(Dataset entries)
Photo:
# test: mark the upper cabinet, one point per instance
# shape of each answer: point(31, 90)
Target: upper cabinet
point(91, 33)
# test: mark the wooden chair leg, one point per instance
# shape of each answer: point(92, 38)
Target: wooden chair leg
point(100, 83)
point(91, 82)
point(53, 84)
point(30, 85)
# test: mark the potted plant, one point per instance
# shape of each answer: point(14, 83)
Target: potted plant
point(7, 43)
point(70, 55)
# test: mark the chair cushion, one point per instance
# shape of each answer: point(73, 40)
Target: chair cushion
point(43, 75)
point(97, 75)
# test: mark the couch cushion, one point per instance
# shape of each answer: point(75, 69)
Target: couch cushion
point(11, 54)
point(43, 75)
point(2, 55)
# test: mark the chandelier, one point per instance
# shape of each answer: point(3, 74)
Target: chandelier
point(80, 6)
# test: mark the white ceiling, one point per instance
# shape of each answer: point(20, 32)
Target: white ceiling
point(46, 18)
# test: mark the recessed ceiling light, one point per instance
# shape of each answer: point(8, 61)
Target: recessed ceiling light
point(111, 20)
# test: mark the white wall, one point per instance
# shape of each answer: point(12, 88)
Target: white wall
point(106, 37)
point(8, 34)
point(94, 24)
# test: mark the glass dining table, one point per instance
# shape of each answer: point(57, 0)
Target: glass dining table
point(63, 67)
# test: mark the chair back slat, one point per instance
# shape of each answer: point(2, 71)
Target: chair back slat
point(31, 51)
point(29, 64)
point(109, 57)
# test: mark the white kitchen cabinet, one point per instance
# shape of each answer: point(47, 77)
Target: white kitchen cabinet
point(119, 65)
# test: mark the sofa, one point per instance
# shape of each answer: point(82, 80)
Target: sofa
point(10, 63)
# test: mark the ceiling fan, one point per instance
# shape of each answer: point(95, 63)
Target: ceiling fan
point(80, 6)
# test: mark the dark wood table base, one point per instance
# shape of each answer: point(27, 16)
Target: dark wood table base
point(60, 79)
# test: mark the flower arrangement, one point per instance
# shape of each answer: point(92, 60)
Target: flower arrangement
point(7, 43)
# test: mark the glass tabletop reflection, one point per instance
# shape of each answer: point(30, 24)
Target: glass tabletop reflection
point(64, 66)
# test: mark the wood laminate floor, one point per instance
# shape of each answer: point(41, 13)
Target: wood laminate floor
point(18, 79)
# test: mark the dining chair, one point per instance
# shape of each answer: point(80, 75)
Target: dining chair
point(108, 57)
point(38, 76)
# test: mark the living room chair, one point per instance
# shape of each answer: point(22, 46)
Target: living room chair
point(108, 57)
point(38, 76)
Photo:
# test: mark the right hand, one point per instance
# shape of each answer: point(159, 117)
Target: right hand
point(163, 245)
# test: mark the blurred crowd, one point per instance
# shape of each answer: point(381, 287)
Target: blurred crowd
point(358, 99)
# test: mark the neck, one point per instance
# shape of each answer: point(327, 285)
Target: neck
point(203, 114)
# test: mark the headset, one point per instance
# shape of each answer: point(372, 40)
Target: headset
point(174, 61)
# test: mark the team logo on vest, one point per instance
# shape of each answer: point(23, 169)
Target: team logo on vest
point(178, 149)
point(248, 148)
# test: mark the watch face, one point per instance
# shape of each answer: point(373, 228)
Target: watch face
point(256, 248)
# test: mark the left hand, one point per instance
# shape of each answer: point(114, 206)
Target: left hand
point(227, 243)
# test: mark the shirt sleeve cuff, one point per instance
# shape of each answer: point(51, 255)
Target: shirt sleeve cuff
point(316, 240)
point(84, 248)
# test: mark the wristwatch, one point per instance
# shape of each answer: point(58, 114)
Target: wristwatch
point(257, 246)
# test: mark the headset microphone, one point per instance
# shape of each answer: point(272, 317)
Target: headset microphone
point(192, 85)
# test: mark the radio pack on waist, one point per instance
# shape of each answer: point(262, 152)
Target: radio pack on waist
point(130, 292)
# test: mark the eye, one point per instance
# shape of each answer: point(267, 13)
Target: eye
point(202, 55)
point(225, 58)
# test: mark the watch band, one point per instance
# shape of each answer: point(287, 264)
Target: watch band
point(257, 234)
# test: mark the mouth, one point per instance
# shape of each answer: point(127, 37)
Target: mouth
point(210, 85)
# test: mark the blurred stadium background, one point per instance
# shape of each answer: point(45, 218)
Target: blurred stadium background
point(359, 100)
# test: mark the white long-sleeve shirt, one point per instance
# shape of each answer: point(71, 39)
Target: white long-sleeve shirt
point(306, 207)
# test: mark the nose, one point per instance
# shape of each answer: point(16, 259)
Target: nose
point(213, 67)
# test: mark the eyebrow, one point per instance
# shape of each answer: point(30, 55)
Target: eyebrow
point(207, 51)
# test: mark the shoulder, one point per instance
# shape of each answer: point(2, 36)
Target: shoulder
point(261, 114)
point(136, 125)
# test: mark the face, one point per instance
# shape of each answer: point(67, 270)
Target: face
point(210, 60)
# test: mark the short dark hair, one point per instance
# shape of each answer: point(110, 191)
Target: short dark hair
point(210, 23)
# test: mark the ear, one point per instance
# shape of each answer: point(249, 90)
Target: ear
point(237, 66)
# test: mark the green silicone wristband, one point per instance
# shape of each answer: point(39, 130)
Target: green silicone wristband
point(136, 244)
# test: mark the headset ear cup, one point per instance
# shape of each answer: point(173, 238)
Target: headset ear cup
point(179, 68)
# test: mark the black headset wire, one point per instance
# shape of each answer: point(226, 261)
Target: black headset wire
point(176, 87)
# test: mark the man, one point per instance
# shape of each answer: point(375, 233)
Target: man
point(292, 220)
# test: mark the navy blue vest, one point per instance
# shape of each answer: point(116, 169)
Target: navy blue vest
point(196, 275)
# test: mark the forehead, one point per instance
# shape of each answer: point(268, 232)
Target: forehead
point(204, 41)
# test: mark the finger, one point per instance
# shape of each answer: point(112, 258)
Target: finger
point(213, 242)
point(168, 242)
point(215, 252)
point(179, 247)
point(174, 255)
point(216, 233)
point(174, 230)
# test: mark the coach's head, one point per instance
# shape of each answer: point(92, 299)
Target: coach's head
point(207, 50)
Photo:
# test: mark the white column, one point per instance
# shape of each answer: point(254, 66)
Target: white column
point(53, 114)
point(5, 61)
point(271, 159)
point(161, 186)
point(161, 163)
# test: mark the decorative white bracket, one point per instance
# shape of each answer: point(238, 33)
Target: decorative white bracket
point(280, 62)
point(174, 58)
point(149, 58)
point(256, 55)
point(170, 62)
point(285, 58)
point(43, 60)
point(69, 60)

■ WHAT IS EXPECTED
Reproduce all of the material above line for line, without changing a single character.

■ RESULT FOR THIS EXERCISE
Photo:
# test: mark the upper cabinet, one point per instance
# shape of each answer: point(31, 90)
Target: upper cabinet
point(91, 33)
# test: mark the wooden chair leg, one point per instance
# shape of each answer: point(92, 38)
Target: wooden chair leg
point(100, 83)
point(91, 82)
point(53, 84)
point(30, 85)
# test: mark the potted plant, one point per instance
# shape of each answer: point(14, 83)
Target: potted plant
point(7, 43)
point(70, 55)
# test: mark the chair cushion, one point per instance
# shape of each answer: point(73, 40)
Target: chair cushion
point(43, 75)
point(97, 75)
# test: mark the couch cushion, one point per instance
# shape of each answer: point(75, 69)
Target: couch cushion
point(11, 54)
point(43, 75)
point(2, 55)
# test: mark the chandelier, one point per instance
# shape of each answer: point(3, 74)
Target: chandelier
point(80, 6)
# test: mark the white ceiling, one point per instance
# shape of each answer: point(20, 32)
Target: white ceiling
point(46, 18)
# test: mark the recessed ceiling light, one point per instance
# shape of each answer: point(8, 61)
Target: recessed ceiling light
point(111, 20)
# test: mark the white wall, one point per instance
# shape of each answer: point(12, 88)
Target: white wall
point(106, 37)
point(8, 34)
point(94, 24)
# test: mark the glass dining table, one point per instance
# shape of each answer: point(57, 0)
Target: glass dining table
point(63, 67)
# test: mark the chair back slat, one point per instance
# shape of each answer: point(2, 71)
Target: chair back slat
point(31, 51)
point(29, 64)
point(109, 57)
# test: mark the white kitchen cabinet, one point per instance
# shape of each answer: point(47, 77)
Target: white kitchen cabinet
point(119, 65)
# test: mark the sofa, one point per instance
# shape of each answer: point(82, 80)
Target: sofa
point(10, 63)
# test: mark the ceiling fan, one point per instance
# shape of each answer: point(95, 63)
Target: ceiling fan
point(80, 6)
# test: mark the dark wood table base, one point per instance
# shape of each answer: point(27, 16)
Target: dark wood table base
point(60, 79)
# test: mark the flower arrangement, one point per instance
# shape of each answer: point(92, 60)
Target: flower arrangement
point(7, 43)
# test: mark the glass tabletop reflection, one point per instance
# shape of each answer: point(30, 24)
Target: glass tabletop reflection
point(64, 66)
# test: mark the wood laminate floor, one point per instance
# shape of each answer: point(41, 13)
Target: wood laminate floor
point(18, 79)
# test: mark the dining chair, one point per instance
# shape of each answer: point(80, 75)
Target: dining chair
point(108, 57)
point(38, 76)
# test: mark the living room chair, one point per instance
# shape of each answer: point(22, 46)
Target: living room chair
point(108, 57)
point(38, 76)
Photo:
# test: mark the right hand, one point per instance
# shape of each answer: point(159, 117)
Target: right hand
point(163, 245)
# test: mark the blurred crowd, one point per instance
# shape of each answer: point(381, 287)
Target: blurred crowd
point(358, 99)
# test: mark the neck, one point per instance
# shape of each answer: point(327, 285)
Target: neck
point(203, 114)
# test: mark the headset, one point per instance
# shape of each answer: point(372, 40)
Target: headset
point(174, 61)
# test: mark the team logo on vest, one point per instance
# shape of each answer: point(23, 169)
Target: team logo on vest
point(178, 149)
point(248, 148)
# test: mark the watch face, one point per instance
# shape of each answer: point(373, 228)
Target: watch face
point(256, 248)
# test: mark the left hand, one point per instance
# shape of each answer: point(114, 206)
Target: left hand
point(227, 243)
# test: mark the shirt sleeve cuff, one point per instance
# shape of each answer: point(51, 255)
Target: shirt sleeve cuff
point(316, 240)
point(84, 248)
# test: mark the wristwatch, one point per instance
# shape of each answer: point(58, 114)
Target: wristwatch
point(257, 246)
# test: mark the headset microphone, one point per instance
# shape of each answer: point(272, 317)
Target: headset microphone
point(192, 85)
# test: mark the radio pack on waist, one point per instance
# shape of each answer: point(262, 152)
Target: radio pack on waist
point(130, 292)
# test: mark the eye, one point per instance
# shape of each answer: point(267, 13)
Target: eye
point(202, 55)
point(225, 58)
# test: mark the watch band, one point per instance
# shape of each answer: point(287, 264)
Target: watch band
point(257, 234)
# test: mark the mouth, one point per instance
# shape of each answer: point(127, 37)
Target: mouth
point(210, 85)
# test: mark the blurred stadium background, one point per instance
# shape of each answer: point(45, 218)
Target: blurred stadium background
point(359, 100)
# test: mark the white long-sleeve shirt, one point per instance
# shape of each answer: point(71, 39)
Target: white long-sleeve shirt
point(306, 207)
# test: mark the nose, one point per instance
# shape of each answer: point(16, 259)
Target: nose
point(213, 67)
# test: mark the eyebrow, one point per instance
# shape of each answer: point(30, 55)
Target: eyebrow
point(207, 51)
# test: mark the shoulder, one point per instance
# shape of each answer: point(2, 36)
Target: shoulder
point(261, 114)
point(136, 125)
# test: mark the face, one point per instance
# shape of each answer: point(67, 270)
Target: face
point(210, 60)
# test: mark the short dark hair, one point per instance
# shape of each answer: point(110, 191)
Target: short dark hair
point(210, 23)
# test: mark the ear, one point per instance
# shape of each answer: point(249, 90)
Target: ear
point(237, 66)
# test: mark the green silicone wristband, one point per instance
# shape of each answer: point(39, 130)
Target: green silicone wristband
point(136, 244)
# test: mark the headset ear cup, one point per instance
# shape of each answer: point(173, 238)
Target: headset ear cup
point(179, 68)
# test: mark the black headset wire, one point per instance
# shape of each answer: point(226, 261)
Target: black headset wire
point(176, 87)
# test: mark the man, one point per instance
# shape of each answer: point(375, 233)
Target: man
point(292, 220)
# test: mark the navy blue vest, one point per instance
# shape of each answer: point(116, 169)
Target: navy blue vest
point(196, 275)
# test: mark the forehead, one point per instance
# shape of each answer: point(268, 232)
Target: forehead
point(204, 41)
# test: mark the finger, one point per instance
# shape of each answer: point(112, 258)
Target: finger
point(213, 242)
point(168, 242)
point(215, 252)
point(179, 247)
point(174, 255)
point(216, 233)
point(174, 230)
# test: mark the coach's head, one point per instance
# shape of each answer: point(92, 299)
Target: coach's head
point(207, 50)
Photo:
# test: mark the white column, one point per instance
# shape of each answer: point(254, 66)
Target: white column
point(53, 114)
point(5, 61)
point(271, 159)
point(161, 186)
point(161, 163)
# test: mark the decorative white bracket, one point per instance
# shape of each answer: point(238, 33)
Target: decorative white bracket
point(280, 62)
point(174, 58)
point(149, 58)
point(256, 55)
point(170, 62)
point(285, 58)
point(43, 60)
point(69, 60)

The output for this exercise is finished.